Brief:
Word for word, copy the entire listing.

Materials provided:
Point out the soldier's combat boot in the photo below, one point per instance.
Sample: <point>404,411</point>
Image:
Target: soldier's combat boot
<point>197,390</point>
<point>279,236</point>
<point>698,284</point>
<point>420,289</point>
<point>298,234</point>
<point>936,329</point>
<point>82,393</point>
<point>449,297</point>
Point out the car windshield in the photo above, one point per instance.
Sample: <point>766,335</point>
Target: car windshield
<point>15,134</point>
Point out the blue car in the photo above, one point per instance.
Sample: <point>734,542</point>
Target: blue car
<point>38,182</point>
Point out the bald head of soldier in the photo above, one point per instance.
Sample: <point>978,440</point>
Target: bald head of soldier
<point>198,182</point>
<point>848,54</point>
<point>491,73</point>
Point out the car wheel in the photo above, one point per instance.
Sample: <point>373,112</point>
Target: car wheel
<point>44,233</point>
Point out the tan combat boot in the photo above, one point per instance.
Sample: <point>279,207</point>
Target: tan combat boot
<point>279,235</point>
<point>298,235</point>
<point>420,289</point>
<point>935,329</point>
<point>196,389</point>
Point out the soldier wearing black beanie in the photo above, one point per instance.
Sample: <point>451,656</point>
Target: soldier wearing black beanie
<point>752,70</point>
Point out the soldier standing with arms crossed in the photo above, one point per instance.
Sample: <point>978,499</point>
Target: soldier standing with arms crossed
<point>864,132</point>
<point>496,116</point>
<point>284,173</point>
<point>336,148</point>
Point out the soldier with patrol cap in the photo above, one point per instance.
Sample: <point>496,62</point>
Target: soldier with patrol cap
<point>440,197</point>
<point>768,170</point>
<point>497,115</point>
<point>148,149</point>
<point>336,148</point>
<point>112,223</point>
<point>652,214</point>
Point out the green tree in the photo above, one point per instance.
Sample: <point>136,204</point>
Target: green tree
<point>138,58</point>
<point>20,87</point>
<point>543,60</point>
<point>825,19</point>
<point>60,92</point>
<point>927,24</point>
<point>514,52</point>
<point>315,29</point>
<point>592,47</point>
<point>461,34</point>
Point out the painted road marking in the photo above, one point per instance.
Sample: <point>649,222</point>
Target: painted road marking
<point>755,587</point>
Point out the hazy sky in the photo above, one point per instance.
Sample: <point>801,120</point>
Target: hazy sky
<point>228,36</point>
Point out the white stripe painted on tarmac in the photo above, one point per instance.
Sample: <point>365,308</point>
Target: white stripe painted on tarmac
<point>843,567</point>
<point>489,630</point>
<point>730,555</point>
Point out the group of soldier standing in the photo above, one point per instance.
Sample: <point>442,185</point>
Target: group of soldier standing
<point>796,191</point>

Answer:
Point out the soldier's combat boot in the photo below, one point per instance.
Sample: <point>404,411</point>
Image:
Target: soldier's combat boot
<point>197,390</point>
<point>279,236</point>
<point>698,284</point>
<point>420,289</point>
<point>298,234</point>
<point>936,329</point>
<point>82,393</point>
<point>449,297</point>
Point out the car windshield in the photo above, one point per instance.
Sample: <point>766,335</point>
Target: car windshield
<point>15,134</point>
Point out the blue car in the photo above, one point per instance.
Sample: <point>734,542</point>
Target: blue car
<point>38,182</point>
Point out the bald head of soldier in the photo above, one point per instance.
Sample: <point>978,440</point>
Target: bald head of soldier
<point>198,182</point>
<point>848,54</point>
<point>491,73</point>
Point out the car wheel in the photo above, one point per instance.
Sample: <point>373,112</point>
Target: car wheel
<point>44,233</point>
Point out the tan combat boot in the photo above, one point per instance.
Sample: <point>279,207</point>
Target: tan combat boot
<point>279,235</point>
<point>298,235</point>
<point>420,289</point>
<point>935,329</point>
<point>196,389</point>
Point out the soldier wearing black beanie in the photo above, one point per instance.
Sample: <point>451,656</point>
Target: soldier wearing black beanie
<point>752,70</point>
Point out the soldier standing with arms crossed in the photo above, one point per instance.
Sample: <point>978,499</point>
Target: soldier standing with arms crossed
<point>864,132</point>
<point>496,116</point>
<point>284,173</point>
<point>336,148</point>
Point out the soldier with patrol cap in the photo above, one point per instance.
Sample: <point>496,62</point>
Target: soldier with patrol cap
<point>440,197</point>
<point>768,170</point>
<point>497,115</point>
<point>148,149</point>
<point>336,148</point>
<point>112,223</point>
<point>652,214</point>
Point out the green tree in the photo above, one point per instance.
Sample: <point>136,204</point>
Target: green tree
<point>138,58</point>
<point>20,87</point>
<point>543,60</point>
<point>825,19</point>
<point>60,92</point>
<point>927,24</point>
<point>514,52</point>
<point>315,29</point>
<point>592,47</point>
<point>461,34</point>
Point out the painted road marking in the photo above, one point per instance.
Sample: <point>649,222</point>
Target: painted road marking
<point>755,587</point>
Point out the hazy sky in the photo above, one point per instance.
Sample: <point>801,120</point>
Target: hazy sky
<point>228,36</point>
Point out the white stripe painted on tarmac in the photo above, one point per instance.
Sample: <point>365,308</point>
Target: white stripe painted on tarmac
<point>843,567</point>
<point>489,630</point>
<point>730,555</point>
Point out the group of soldier standing in the photo above, one point per instance.
Sample: <point>442,185</point>
Target: group of soldier standing
<point>796,191</point>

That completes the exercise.